▶ WHAT TO DO
Transcribe all of the records precisely as they are presented.

* * * * *

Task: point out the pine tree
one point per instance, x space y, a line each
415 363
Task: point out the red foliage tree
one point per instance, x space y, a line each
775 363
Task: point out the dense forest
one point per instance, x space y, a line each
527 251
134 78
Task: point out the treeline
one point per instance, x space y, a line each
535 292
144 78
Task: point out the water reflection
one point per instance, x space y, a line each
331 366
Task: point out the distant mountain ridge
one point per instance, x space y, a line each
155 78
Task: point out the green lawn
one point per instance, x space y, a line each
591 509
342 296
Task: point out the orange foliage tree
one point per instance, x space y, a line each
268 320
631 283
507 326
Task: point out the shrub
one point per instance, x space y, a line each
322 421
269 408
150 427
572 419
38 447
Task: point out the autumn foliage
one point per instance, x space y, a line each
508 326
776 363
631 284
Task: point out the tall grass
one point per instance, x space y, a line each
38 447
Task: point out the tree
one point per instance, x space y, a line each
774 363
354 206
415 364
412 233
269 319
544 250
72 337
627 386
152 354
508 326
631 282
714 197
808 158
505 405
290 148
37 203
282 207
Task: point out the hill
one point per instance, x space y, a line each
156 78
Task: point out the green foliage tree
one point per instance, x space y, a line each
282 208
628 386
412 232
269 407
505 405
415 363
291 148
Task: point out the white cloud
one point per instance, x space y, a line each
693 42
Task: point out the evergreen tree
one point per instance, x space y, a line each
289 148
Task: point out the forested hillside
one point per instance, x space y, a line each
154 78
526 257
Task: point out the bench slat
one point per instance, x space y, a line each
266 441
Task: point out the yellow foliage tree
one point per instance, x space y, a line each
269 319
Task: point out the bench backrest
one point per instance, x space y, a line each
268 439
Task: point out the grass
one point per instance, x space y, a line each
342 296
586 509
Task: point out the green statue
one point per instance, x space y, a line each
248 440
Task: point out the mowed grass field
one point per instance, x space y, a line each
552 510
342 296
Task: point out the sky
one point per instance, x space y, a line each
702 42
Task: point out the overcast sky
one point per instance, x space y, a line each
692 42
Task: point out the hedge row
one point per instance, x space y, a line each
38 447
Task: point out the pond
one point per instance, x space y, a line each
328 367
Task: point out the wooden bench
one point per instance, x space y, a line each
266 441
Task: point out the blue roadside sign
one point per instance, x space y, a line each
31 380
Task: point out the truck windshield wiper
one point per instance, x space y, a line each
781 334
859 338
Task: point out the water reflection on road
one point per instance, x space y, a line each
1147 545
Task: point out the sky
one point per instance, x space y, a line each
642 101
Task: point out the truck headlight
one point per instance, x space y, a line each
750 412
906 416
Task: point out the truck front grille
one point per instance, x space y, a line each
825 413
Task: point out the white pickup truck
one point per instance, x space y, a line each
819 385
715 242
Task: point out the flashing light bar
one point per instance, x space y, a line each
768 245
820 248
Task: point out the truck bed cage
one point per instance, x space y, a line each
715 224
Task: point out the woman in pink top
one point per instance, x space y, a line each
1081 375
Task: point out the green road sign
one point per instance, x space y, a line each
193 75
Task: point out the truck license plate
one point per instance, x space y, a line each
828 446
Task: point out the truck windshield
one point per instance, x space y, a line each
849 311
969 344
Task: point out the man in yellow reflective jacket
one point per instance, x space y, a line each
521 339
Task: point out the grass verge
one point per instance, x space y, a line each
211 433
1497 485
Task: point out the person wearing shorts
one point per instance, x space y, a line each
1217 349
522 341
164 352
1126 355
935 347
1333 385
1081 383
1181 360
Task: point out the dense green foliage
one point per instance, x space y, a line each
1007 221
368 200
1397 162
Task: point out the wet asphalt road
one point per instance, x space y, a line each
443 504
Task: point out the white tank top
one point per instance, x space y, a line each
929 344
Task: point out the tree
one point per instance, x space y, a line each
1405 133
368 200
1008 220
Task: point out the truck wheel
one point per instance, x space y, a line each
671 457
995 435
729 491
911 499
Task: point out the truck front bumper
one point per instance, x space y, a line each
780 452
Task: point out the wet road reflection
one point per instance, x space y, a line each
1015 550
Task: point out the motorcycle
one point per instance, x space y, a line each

* * * * *

▶ RESULT OF THE TASK
Task: point out the pine tree
one point per instance, x space y, a line each
415 363
Task: point out the red foliage tree
one point per instance, x space y, a line each
775 363
Task: point out the dense forest
one point per instance, x space y, a line each
527 251
134 78
Task: point out the treeline
one point per instance, x space y, a line each
535 292
144 78
Task: point out the water reflection
one point per instance, x space y, a line each
331 366
Task: point out the distant mountain ridge
one point per instance, x space y, a line each
155 78
Task: point out the green lawn
one point per instance, x space y, a line each
591 509
342 296
Task: point out the orange foliage tree
one point per instance, x space y, a line each
268 320
631 283
507 326
Task: point out the shrub
one point per instance, x space y, a line each
322 421
269 408
150 427
572 419
38 447
Task: point out the autumn foliage
one point per instance, x space y, a line each
508 326
776 363
631 284
Task: point out the tall grass
one point per instance, x space y, a line each
38 447
Task: point out the tree
one point per instance, x space y, a line each
774 363
354 206
415 364
412 233
269 319
544 250
72 337
627 386
152 354
508 326
631 282
714 197
808 158
505 405
290 148
37 203
282 207
Task: point out the hill
one point per instance, x space y, a line each
156 78
Task: point out the green foliage tree
one point per instance, x space y, a line each
282 208
628 386
412 232
269 407
505 405
415 363
291 148
Task: point out the white cloud
one point per instance, x space y, a line each
693 42
Task: point out the evergreen tree
one point per instance, x space y, a line each
289 148
Task: point out the forested hillside
one point per instance, x space y, a line each
154 78
526 257
Task: point out the bench slat
one point per instance, x space y, a line each
266 441
Task: point out the yellow foliage tree
one point per instance, x space y, a line each
269 319
Task: point out the bench backrest
one point per instance, x space y, a line each
268 439
Task: point out the grass
one point per instance, x space y, a line each
342 296
586 509
Task: point out the green statue
one point per instance, x space y, a line each
248 440
Task: point out the mowed grass field
one point per instance, x space y, a line each
552 510
342 296
Task: point out the sky
one point per instance, x space y, a line each
702 42
Task: point out the overcast sky
one point per instance, x space y, a line each
692 42
Task: point out the hedge row
one point per instance, x space y, a line each
38 447
Task: point out the pond
one point per instance, x space y, a line each
328 367
Task: point out the wooden bench
one point per instance, x space y, a line each
266 441
Task: point out the blue roadside sign
one point per instance, x space y, a line each
31 380
Task: point out the truck windshield wiper
one point per instance, x space y, a line each
781 334
859 338
Task: point out the water reflection on road
one point per instance, x space y, a line each
1147 545
Task: point out the sky
one point per instance, x space y, a line each
642 101
Task: point out the truck headlight
one point per instance, x space y, a line each
750 412
906 416
Task: point out the truck front grille
one point per instance, x space y, a line each
825 413
Task: point out the white pickup truck
one point per instance, x space y, a line each
819 385
715 242
Task: point out the flashing light bar
one point per instance, x space y, a line each
768 245
820 248
Task: point out the truck bed cage
one point per instance, x space y, a line each
715 224
Task: point out the woman in pink top
one point per instance, x space y, a line each
1081 375
Task: point out the green road sign
one point per instance, x space y, a line each
193 75
Task: point out the truck license plate
one point per instance, x space y, a line each
828 446
Task: point out the truck windshield
one point per instance, x space y, a line each
849 311
969 344
Task: point out the man in yellow reflective jacket
one point per instance, x space y, a line each
521 339
Task: point out the grass verge
one point per instance, x space y, a line each
211 433
1497 485
Task: point out the person wearing shorts
one point per instance, x space y, a line each
1217 349
522 341
164 352
1126 355
935 347
1333 385
1081 383
1181 360
Task: point out the dense green foliage
one point per instance, x space y, a line each
1007 221
368 200
1397 162
Task: point out the wet asphalt road
one point per instance, x space y, a line each
443 504
Task: point out the white tank top
one point per instance, x space y, a line each
929 344
Task: point out the tree
one point per instance, x space y, a line each
1405 133
368 200
1008 220
Task: point out the truck wheel
one point per instance, x space y, a line each
671 457
995 435
729 491
911 499
Task: point out the truck front bumper
one point per instance, x space y, a line each
780 452
Task: point out the wet road reflection
one point per instance, x space y, a line each
1015 550
Task: point out the motorcycle
one point per instance, x space y, a line each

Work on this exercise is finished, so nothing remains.